═════ Provided data ═════

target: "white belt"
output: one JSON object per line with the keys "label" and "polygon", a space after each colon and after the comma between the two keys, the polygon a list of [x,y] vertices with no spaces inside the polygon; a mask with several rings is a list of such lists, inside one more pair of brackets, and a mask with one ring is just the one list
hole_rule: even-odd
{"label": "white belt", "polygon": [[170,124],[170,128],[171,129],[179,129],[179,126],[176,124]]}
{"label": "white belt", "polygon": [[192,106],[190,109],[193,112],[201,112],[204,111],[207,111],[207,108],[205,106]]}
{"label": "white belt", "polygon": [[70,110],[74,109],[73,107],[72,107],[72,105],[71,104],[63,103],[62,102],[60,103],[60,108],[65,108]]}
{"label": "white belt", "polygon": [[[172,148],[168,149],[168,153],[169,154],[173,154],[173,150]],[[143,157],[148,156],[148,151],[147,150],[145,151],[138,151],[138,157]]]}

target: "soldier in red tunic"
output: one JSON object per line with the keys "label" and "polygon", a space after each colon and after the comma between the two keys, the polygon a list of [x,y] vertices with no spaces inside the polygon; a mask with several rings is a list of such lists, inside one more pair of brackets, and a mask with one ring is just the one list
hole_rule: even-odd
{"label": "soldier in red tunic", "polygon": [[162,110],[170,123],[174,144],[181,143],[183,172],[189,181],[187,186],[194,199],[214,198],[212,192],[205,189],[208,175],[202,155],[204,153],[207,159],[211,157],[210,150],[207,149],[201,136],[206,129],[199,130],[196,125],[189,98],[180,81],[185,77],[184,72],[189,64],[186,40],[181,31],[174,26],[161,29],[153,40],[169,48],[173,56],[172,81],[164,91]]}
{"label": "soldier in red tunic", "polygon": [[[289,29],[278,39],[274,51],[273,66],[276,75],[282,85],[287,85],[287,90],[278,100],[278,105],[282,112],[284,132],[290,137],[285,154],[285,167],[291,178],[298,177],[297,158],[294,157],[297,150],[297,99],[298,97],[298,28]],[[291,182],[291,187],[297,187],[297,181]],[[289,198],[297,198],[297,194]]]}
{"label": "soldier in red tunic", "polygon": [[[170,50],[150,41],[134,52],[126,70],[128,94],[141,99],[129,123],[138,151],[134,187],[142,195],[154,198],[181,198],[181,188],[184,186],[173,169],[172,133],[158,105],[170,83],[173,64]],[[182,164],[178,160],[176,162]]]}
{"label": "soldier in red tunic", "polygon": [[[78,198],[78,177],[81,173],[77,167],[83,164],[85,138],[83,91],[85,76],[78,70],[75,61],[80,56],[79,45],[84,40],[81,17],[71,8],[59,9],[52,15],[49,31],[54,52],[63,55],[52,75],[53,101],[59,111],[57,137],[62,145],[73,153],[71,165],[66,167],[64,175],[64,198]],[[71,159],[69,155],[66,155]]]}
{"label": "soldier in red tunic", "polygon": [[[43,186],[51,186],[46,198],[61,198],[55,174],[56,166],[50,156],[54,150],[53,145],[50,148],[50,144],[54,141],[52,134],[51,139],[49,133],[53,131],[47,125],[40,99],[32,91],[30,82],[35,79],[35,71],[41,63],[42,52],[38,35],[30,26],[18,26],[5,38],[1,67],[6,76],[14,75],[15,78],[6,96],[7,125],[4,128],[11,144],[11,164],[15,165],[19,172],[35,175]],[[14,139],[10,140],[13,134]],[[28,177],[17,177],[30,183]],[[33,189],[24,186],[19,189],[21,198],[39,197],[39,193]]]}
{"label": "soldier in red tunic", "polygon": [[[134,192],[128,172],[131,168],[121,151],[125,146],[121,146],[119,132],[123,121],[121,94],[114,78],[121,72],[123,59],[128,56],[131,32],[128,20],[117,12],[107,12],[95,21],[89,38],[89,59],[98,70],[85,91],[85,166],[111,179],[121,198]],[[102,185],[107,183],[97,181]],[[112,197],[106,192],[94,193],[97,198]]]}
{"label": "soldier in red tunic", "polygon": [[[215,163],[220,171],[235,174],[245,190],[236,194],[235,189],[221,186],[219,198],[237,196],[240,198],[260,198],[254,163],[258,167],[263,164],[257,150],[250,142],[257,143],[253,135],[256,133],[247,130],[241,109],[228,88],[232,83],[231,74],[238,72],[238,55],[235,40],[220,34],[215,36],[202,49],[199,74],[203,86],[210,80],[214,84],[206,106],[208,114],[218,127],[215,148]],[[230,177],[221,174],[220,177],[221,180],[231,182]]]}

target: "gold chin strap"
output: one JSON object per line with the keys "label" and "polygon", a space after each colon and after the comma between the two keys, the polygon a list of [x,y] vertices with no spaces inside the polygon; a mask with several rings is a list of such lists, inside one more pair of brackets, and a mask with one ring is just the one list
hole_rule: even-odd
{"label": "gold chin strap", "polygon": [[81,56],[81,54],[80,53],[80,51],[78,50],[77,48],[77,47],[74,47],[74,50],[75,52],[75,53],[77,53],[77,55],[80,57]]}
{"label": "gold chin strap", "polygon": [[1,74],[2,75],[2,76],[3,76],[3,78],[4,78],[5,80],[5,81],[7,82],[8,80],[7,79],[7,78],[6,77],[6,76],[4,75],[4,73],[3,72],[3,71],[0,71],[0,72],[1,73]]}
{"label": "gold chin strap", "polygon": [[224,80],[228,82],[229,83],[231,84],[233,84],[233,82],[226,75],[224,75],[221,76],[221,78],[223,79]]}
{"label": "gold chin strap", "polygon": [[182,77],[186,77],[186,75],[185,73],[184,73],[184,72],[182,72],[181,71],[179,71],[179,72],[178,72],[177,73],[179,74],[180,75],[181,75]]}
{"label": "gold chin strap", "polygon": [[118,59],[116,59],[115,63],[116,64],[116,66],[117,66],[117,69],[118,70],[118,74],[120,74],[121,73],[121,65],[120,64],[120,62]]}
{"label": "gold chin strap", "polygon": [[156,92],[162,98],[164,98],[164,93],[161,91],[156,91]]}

═════

From the rows above, pick out every line that contains the string "target" and copy each of those lines in full.

## Completed task
target: "white belt"
target: "soldier in red tunic"
target: "gold chin strap"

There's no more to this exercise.